§ **TASK INSTRUCTIONS**:
A. In the article on the Reading terror attack, under which section of the Terrorism Act was the suspect re-arrested?
B. Continue the article on the Reading terror attack, picking up after its final sentence.

§ **TEXT PROVIDED**:
•••••

Tributes paid to victims of Reading terror attack as details of MI5 watchlist emerge

23 June 2020, 06:05

Khairi Saadallah was arrested by police near the scene of the attack
Khairi Saadallah was arrested by police near the scene of the attack. Picture: LBC News
EJ Ward

By EJ Ward

Three friends killed during a suspected terror attack at a park in Reading have been hailed the "loveliest people" as the suspect in the case has been detained under the Terrorism Act.

Monday afternoon saw tributes paid to Joe Ritchie-Bennett, 39, originally from Philadelphia in the US, history teacher James Furlong, 36, and David Wails who was named locally on Monday afternoon.

Counter-terrorism detectives continue to investigate the incident, with officers holding a 25-year-old man, understood to be Khairi Saadallah, in custody after he was detained a short distance from the scene at Forbury Gardens and arrested on suspicion of murder on Saturday night.

Saadallah, a refugee of the civil war in Libya who briefly came to the attention of MI5 last year, is thought to have been released from prison earlier this month after he was convicted of non-terror offences.

Read more: Reading terror attack: Third victim named as scientist David Wails

A heart-shaped floral tribute to the three victims could be seen outside The Blagrave Arms pub in Reading, alongside candles and a note which read: "The Blagrave Arms management and staff are devastated at the announcement that the three people who died in the Forbury Gardens attack on Saturday were regular customers and very dear friends of ours.

"Our hearts go out to their family and friends, and the other victims of this horrific incident."

A message among the flowers paid tribute to the three, adding: "Our friends were the kindest, most genuine, and most loveliest people in our community that we had the pleasure in knowing.

"They'll be forever in our thoughts."

Any ideology or motivation behind the attack is still unclear, LBC News understands.

Tributes were paid across Reading on Monday
Tributes were paid across Reading on Monday. Picture: PA

Saadallah was tackled to the ground by an unarmed police officer close to the scene at Forbury Gardens on Saturday evening and arrested on suspicion of murder.

He was later re-arrested under Section 41 of the Terrorism Act, which gives powers to hold him without charge for up to 14 days.

On Monday detectives were granted a warrant of further detention until Saturday. Police have said they are not looking for anyone else in connection with the attack.

Early on Tuesday, Scotland Yard's head of counter-terrorism policing called those who assisted victims of Saturday's attack "heroes" who inspired others to "step forward and play our part".

•••••

§ **INFORMATION GIVEN**:
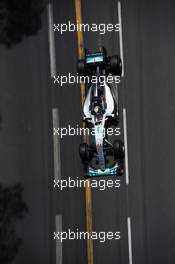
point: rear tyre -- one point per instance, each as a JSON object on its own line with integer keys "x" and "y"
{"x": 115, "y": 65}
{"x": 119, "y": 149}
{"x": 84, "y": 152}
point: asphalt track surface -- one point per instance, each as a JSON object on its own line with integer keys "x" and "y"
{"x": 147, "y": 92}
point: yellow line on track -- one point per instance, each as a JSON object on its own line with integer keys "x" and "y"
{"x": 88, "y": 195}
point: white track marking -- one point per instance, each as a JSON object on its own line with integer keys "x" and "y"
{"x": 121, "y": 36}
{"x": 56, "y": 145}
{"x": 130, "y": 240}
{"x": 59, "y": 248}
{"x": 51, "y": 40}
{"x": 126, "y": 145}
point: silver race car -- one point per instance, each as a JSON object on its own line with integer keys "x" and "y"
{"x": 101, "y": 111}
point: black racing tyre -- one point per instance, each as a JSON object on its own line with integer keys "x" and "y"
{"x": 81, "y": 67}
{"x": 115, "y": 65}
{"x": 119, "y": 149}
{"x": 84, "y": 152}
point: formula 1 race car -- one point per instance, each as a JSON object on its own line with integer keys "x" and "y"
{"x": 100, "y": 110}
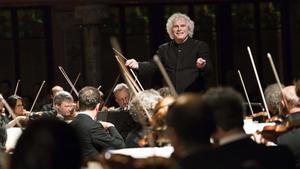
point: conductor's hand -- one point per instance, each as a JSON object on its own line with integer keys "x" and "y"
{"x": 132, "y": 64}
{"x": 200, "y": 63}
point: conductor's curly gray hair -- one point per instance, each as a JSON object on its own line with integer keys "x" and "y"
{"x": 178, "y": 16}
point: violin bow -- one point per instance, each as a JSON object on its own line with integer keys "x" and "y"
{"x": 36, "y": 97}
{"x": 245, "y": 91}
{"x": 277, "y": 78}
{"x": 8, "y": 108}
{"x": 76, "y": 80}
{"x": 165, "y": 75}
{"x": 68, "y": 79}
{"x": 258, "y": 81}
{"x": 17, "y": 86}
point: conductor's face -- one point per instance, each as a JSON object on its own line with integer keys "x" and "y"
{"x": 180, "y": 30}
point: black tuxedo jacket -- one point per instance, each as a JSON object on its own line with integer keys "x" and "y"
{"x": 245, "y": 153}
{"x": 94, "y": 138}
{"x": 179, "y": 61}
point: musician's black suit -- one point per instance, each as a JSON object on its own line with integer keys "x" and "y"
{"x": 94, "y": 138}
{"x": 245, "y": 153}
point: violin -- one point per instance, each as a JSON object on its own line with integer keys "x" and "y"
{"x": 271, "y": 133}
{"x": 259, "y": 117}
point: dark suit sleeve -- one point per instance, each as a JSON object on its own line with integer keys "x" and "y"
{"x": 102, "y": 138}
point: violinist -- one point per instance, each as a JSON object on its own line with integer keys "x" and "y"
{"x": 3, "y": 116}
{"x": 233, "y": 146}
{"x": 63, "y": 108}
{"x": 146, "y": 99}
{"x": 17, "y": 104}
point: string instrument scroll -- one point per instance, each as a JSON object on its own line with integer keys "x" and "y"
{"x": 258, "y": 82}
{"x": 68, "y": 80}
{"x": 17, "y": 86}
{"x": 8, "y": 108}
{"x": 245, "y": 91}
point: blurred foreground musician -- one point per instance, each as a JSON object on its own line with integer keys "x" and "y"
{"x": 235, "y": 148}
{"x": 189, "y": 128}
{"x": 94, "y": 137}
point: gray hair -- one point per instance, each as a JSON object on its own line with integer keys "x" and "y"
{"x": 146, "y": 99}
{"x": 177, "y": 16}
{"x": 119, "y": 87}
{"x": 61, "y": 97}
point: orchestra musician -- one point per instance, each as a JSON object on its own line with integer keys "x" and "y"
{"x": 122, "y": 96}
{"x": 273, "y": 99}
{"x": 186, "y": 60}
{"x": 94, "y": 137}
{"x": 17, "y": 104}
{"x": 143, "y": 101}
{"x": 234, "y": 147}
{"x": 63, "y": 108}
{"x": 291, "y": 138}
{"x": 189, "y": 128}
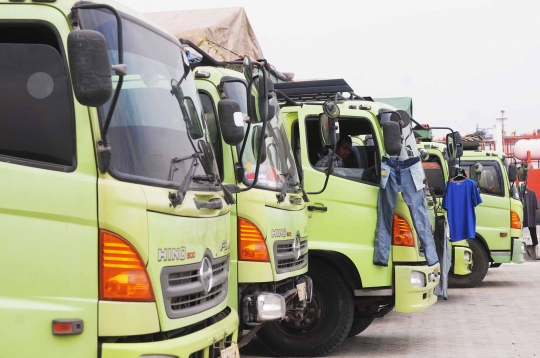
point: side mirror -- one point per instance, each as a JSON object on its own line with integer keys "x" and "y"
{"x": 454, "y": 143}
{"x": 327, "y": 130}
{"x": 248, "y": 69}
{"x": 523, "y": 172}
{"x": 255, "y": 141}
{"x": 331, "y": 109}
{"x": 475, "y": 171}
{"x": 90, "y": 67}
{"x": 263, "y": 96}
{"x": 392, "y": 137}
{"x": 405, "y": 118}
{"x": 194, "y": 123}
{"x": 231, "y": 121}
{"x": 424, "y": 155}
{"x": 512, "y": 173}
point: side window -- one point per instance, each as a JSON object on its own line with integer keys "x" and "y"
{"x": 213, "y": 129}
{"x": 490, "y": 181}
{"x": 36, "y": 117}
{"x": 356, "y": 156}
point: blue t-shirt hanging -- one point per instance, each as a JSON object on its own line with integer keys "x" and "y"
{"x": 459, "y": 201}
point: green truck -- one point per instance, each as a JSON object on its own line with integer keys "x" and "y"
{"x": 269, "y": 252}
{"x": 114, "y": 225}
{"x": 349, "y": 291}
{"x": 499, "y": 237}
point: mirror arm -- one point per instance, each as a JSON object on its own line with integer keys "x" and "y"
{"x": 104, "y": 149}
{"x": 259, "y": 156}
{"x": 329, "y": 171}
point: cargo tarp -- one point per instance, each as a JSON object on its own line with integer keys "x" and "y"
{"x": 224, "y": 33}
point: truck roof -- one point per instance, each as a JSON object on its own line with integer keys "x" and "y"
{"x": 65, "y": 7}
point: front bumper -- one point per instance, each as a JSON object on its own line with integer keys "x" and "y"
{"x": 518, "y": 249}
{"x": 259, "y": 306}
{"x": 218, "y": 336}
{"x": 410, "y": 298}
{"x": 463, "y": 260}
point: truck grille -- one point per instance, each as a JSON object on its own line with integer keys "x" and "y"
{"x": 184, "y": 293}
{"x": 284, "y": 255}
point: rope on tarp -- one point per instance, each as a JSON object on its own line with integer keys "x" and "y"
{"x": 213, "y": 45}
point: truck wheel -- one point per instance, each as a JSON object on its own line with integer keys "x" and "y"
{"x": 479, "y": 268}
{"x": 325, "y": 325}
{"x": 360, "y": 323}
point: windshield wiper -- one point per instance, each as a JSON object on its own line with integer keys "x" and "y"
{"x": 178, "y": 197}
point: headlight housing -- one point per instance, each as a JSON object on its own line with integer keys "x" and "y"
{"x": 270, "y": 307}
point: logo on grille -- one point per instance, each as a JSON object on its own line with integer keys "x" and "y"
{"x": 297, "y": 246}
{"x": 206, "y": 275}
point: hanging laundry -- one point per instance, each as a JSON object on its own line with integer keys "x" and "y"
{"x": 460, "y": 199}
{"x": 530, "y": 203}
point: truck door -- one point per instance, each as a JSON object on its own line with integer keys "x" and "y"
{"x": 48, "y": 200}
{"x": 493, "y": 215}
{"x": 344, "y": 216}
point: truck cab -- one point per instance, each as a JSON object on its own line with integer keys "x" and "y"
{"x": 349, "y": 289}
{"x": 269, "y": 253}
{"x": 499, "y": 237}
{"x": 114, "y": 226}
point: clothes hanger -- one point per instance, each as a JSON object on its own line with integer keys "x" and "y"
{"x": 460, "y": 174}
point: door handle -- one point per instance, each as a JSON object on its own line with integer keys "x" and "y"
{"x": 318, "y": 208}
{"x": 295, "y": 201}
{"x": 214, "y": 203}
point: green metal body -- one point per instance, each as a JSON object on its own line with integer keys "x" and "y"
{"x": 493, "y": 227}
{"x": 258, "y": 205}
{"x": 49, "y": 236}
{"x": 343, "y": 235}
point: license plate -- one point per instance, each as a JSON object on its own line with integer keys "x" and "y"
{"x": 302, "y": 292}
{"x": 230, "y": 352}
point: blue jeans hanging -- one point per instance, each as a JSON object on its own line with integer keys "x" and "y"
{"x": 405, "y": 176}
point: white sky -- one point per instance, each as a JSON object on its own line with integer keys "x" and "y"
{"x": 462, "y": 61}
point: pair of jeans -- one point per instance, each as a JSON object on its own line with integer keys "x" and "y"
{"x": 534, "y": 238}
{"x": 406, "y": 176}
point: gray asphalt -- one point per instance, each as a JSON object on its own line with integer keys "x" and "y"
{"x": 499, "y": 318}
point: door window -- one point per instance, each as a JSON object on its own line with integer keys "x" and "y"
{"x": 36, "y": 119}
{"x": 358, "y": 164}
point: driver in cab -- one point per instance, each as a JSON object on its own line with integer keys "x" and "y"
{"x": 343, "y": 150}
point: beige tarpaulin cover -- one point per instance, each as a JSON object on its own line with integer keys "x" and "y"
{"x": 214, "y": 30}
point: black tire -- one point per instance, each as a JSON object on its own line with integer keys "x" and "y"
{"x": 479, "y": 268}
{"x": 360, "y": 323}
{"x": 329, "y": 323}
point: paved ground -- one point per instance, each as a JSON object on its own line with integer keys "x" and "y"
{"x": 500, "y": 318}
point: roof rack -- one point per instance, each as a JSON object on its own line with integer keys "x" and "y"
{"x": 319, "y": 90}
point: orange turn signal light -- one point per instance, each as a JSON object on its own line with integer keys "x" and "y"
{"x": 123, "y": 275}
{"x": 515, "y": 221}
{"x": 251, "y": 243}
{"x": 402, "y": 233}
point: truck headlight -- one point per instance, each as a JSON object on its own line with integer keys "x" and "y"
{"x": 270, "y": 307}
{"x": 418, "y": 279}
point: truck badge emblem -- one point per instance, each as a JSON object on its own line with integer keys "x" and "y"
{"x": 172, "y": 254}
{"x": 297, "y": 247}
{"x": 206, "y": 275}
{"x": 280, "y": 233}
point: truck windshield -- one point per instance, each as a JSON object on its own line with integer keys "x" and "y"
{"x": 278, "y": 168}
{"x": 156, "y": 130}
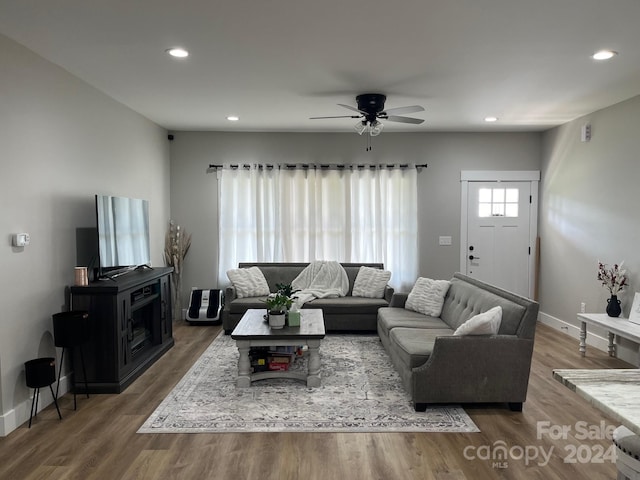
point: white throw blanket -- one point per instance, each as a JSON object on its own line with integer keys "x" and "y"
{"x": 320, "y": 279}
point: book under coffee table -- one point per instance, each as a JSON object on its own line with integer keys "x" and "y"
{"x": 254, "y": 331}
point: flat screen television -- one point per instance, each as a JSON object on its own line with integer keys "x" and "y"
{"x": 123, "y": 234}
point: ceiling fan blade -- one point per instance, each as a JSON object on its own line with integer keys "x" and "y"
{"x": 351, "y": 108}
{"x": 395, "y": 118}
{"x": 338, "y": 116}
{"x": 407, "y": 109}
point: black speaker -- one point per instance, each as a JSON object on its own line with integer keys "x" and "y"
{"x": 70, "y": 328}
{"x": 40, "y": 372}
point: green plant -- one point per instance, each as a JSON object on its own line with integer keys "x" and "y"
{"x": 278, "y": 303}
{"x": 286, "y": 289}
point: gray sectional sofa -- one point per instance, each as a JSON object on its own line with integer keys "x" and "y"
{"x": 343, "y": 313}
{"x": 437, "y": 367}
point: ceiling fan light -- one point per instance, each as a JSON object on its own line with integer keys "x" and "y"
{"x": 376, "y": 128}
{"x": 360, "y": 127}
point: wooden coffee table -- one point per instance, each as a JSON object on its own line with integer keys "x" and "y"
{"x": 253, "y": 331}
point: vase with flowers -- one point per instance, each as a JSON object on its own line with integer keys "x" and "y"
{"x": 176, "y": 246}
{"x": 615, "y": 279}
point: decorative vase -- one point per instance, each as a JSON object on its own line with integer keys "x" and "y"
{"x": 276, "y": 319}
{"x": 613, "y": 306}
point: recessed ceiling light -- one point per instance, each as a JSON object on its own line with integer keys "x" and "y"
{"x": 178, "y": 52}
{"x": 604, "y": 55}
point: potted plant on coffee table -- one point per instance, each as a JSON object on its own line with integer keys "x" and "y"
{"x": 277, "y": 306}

•••••

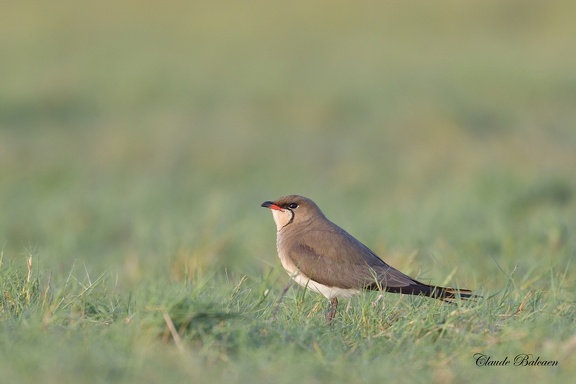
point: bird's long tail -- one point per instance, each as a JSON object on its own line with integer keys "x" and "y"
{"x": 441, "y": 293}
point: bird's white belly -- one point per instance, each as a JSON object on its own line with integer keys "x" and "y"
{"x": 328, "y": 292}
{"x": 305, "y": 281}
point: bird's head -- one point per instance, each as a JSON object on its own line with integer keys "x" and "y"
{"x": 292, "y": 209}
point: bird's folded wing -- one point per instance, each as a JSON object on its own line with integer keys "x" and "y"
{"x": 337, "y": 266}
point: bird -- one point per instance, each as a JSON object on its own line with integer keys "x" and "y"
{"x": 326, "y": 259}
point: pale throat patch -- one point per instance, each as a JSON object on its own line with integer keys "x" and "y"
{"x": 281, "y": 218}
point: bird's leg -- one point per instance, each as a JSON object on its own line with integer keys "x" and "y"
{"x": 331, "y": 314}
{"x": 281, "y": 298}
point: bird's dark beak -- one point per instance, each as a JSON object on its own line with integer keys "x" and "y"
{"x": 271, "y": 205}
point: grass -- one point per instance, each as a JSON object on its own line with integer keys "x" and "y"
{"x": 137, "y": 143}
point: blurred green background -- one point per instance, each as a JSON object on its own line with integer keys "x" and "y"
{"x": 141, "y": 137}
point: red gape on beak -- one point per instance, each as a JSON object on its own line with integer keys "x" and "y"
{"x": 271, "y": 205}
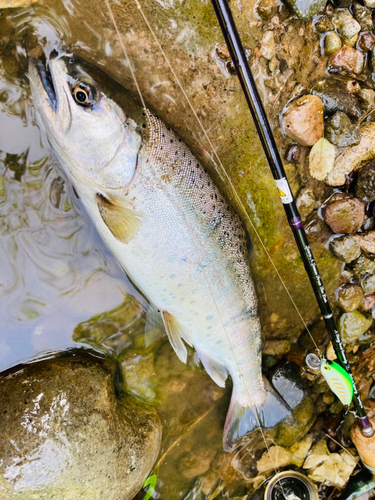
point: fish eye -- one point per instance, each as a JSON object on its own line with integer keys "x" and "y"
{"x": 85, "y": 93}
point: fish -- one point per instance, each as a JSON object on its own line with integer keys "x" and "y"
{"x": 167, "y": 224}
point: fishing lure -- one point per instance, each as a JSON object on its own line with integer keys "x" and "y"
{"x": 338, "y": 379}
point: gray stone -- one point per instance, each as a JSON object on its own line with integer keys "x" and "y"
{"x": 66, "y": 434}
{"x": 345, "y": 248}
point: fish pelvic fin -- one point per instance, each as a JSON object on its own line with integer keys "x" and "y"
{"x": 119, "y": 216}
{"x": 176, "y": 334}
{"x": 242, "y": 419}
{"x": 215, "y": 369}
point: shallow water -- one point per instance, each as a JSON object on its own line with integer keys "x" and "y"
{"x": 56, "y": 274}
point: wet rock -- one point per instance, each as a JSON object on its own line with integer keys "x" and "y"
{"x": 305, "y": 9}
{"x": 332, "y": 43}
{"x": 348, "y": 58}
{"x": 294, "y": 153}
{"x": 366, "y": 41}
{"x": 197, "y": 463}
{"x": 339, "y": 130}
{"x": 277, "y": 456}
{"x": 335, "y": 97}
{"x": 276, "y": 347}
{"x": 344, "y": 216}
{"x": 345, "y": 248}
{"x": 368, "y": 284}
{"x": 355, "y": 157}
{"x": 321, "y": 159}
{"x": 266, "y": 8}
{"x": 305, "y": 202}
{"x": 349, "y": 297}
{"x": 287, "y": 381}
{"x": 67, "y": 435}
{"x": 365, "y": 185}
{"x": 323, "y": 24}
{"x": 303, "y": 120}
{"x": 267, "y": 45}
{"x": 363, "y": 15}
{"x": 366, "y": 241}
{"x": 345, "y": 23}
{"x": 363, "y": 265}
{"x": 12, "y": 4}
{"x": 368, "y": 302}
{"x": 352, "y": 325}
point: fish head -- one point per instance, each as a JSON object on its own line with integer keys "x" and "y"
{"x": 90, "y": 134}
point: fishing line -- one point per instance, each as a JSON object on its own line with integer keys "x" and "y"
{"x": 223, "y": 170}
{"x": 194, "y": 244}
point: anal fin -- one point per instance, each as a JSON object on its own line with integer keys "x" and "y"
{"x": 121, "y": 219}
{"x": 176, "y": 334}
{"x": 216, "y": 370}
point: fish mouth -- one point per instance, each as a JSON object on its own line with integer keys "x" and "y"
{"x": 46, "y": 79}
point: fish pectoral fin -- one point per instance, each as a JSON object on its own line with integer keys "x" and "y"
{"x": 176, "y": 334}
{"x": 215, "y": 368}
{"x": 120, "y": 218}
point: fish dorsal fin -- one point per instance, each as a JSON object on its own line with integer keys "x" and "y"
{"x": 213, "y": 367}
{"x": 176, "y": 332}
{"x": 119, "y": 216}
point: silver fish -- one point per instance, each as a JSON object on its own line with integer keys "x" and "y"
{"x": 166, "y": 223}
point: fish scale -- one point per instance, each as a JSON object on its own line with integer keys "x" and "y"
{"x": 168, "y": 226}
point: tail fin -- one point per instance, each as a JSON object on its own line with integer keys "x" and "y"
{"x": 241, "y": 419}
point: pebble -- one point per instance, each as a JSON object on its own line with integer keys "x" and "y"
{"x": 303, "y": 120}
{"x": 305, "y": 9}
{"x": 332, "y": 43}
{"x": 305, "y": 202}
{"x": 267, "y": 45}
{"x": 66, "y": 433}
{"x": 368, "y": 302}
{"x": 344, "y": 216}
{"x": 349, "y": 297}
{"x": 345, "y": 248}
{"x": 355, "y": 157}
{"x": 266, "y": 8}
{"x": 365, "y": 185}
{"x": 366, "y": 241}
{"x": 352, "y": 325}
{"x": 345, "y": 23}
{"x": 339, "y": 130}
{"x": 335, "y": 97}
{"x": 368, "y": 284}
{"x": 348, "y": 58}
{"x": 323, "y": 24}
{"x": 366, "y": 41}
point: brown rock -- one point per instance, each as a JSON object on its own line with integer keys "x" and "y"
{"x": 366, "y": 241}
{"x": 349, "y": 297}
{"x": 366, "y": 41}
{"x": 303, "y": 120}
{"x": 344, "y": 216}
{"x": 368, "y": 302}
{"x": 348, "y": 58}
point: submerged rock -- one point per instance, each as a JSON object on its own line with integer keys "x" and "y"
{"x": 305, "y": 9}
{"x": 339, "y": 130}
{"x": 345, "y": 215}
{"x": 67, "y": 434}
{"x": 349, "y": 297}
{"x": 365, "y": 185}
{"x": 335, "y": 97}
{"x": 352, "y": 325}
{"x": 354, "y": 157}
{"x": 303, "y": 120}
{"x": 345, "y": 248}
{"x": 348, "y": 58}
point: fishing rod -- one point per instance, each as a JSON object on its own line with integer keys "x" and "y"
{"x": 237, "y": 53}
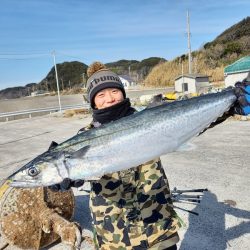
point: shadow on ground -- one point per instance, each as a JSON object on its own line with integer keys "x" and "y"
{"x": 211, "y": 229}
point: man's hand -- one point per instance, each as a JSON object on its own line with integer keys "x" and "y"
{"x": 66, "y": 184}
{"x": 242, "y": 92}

•••••

§ **ANSWERS TO THE TASKS**:
A. Section 41

B.
Assistant Commissioner Neil Basu also encouraged members of the public to view the Action Counters Terrorism (ACT) website and complete the CT Policing online course.

Three people who were injured and treated in hospital had been discharged by Monday evening.

Reports from security sources suggest that MI5 had received intelligence that Saadallah planned to travel abroad, possibly for terrorism purposes, but the threat was found to be insubstantial and the information provided did not meet the threshold of investigation.

Meanwhile, light has been shone on the fact the number of people on an MI5 watchlist has risen by thousands.

A government document from March this year titled Transparency Report: Disruptive Powers 2018/2019, said MI5 was investigating approximately 3000 subjects of interest (SOIs) across 600 priority investigations.

It said as soon as MI5 judged an SOI no longer posed a threat, that SOI was downgraded and placed in a "closed" category called Closed Subject of Interest (CSOI).

"This does not mean these SOIs will never pose a threat again, but merely that their current level of threat is not judged to be sufficient to prioritise allocating investigative resource against them," the report said.

It goes on to say the public figure for the number of CSOIs in 2017 was 20,000, and that there are now currently more than 40,000 CSOIs.

As counter-terror officers investigate Saturday's attack, mental health is understood to be considered a major factor.

As counter-terror officers investigate, mental health is understood to be considered a major factor in Saturday attack.

A mental health alert was raised when Saadallah was not home on Friday evening and a 'street triage' team of police officers and psychiatric nurses later found him on a Reading street, the Daily Mail reported citing sources.

The team took him home to his council flat prior to midnight on Saturday, just hours before he is alleged to have carried out the attack in Forbury Gardens.

The suspect was jailed in October for a string of non-terror offences before his sentence was reduced at the Court of Appeal to a term of 17 months and 20 days.

One of the appeal judges who gave the judgment in March, Mr Justice Goss, noted Saadallah's various mental health issues, including post-traumatic stress disorder and personality disorder, in reducing the sentence.

The offences included affray, assault by beating, assaulting an emergency worker, criminal damage, having a bladed article and a racially aggravated assault involving a police officer.